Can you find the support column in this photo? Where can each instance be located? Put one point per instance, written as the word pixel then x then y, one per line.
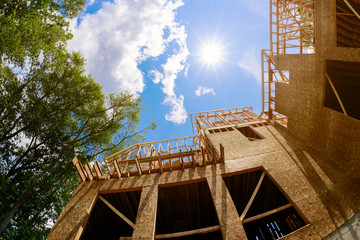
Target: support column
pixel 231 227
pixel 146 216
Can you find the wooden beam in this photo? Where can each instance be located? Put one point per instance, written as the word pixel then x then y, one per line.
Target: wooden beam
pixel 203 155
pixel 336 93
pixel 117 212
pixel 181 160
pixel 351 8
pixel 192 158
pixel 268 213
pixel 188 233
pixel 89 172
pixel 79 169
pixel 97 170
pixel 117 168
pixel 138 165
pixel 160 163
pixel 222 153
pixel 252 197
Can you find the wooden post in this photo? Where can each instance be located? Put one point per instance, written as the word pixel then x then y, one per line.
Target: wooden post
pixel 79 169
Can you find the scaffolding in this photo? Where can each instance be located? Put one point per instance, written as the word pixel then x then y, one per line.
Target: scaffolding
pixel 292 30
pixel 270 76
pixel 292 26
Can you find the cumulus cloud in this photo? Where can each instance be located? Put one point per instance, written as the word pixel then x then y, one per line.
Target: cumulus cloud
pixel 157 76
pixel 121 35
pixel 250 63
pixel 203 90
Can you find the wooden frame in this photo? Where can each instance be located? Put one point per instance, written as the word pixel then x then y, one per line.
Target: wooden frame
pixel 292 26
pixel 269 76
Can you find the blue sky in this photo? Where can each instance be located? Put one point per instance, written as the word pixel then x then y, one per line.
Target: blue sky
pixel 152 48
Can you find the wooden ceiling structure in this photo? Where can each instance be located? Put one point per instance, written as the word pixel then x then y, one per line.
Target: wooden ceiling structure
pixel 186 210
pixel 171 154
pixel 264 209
◇ ◇ ◇ ◇ ◇ ◇ ◇
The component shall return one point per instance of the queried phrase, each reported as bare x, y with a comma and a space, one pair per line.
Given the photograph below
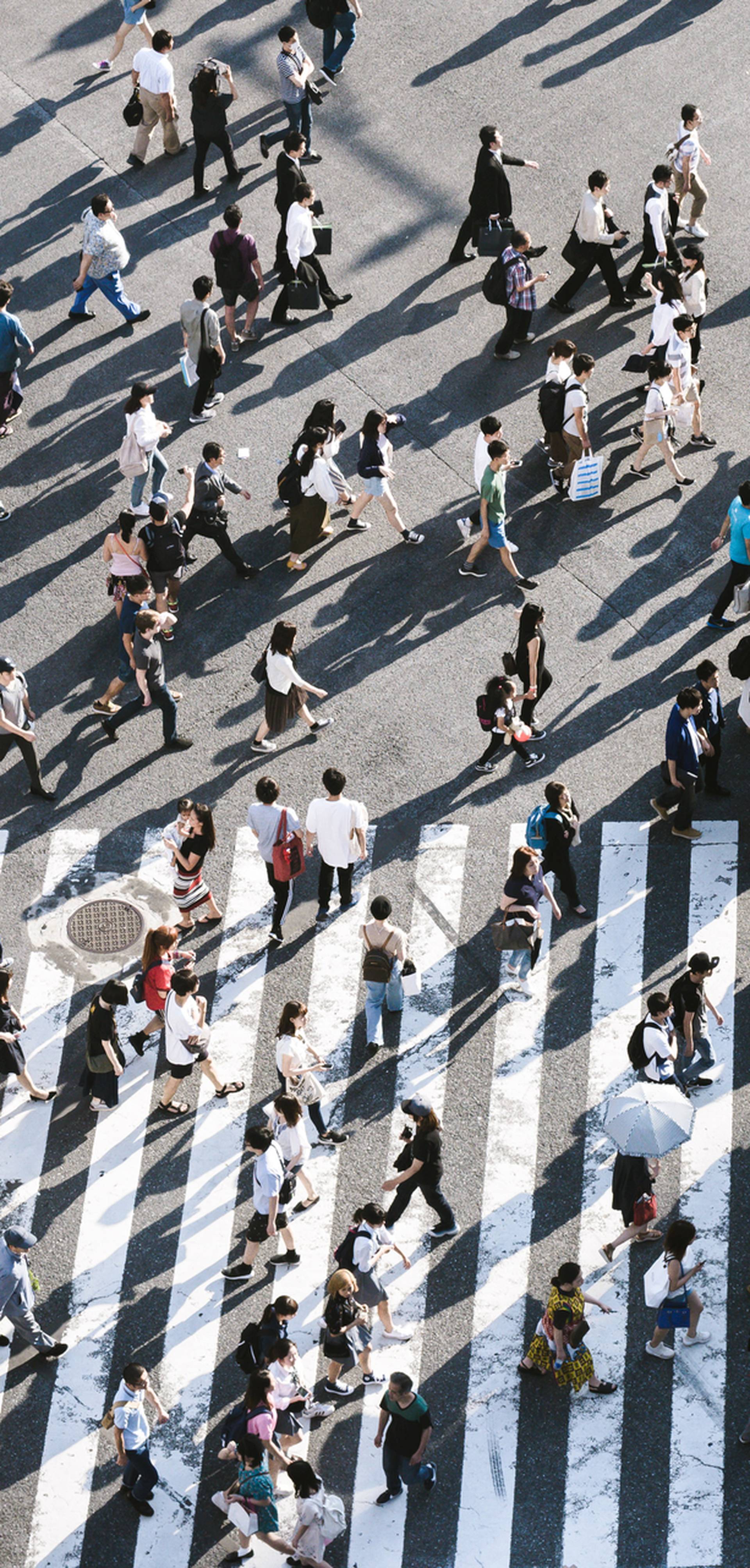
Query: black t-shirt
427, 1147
◇ ◇ ◇ ◇ ◇ ◇ ◇
→ Aim
Turn the material above, from the line with "Can you find the wooden beam" to the line with "pixel 152 48", both lines included, into a JSON list of strings with one string per line, skipping any blank lines.

→ Result for this exercise
[
  "Can you find the wooden beam in this photo? Where can each instance be located? Put one point per instance, written as the word pixel then x then y, one per line.",
  "Target: wooden beam",
  "pixel 203 155",
  "pixel 336 93",
  "pixel 117 212",
  "pixel 181 160",
  "pixel 351 8",
  "pixel 192 158",
  "pixel 268 213",
  "pixel 188 233",
  "pixel 89 172",
  "pixel 79 169",
  "pixel 97 170",
  "pixel 117 168",
  "pixel 138 165",
  "pixel 160 163",
  "pixel 222 153",
  "pixel 252 197",
  "Can you find the wooden post in this photo? Where can each instance be located? Put one point per instance, written as the word pixel then x then y, one per line.",
  "Target: wooden post",
  "pixel 79 169",
  "Can you find the scaffolding in this photo? Where can each instance be located? Put one point per instance, written as the word pixel then x then y, one per line.",
  "Target: scaffolding",
  "pixel 292 30",
  "pixel 270 76",
  "pixel 292 26",
  "Can you find the cumulus cloud in this photo? Where can each instance be located? Put one point per instance, written as the word pixel then x then y, one per line.",
  "Target: cumulus cloud",
  "pixel 157 76",
  "pixel 121 35",
  "pixel 250 63",
  "pixel 203 90",
  "Can you find the wooden frame in this photo? Where can each instance be located? Put one point per instance, written as the word pixel then x then y, one per line.",
  "Target: wooden frame",
  "pixel 292 26",
  "pixel 269 76",
  "Can you find the blue sky in this photo? Where can each instance be located? Put one point per instance, written as the word pixel then x then y, one per line.",
  "Target: blue sky",
  "pixel 152 48"
]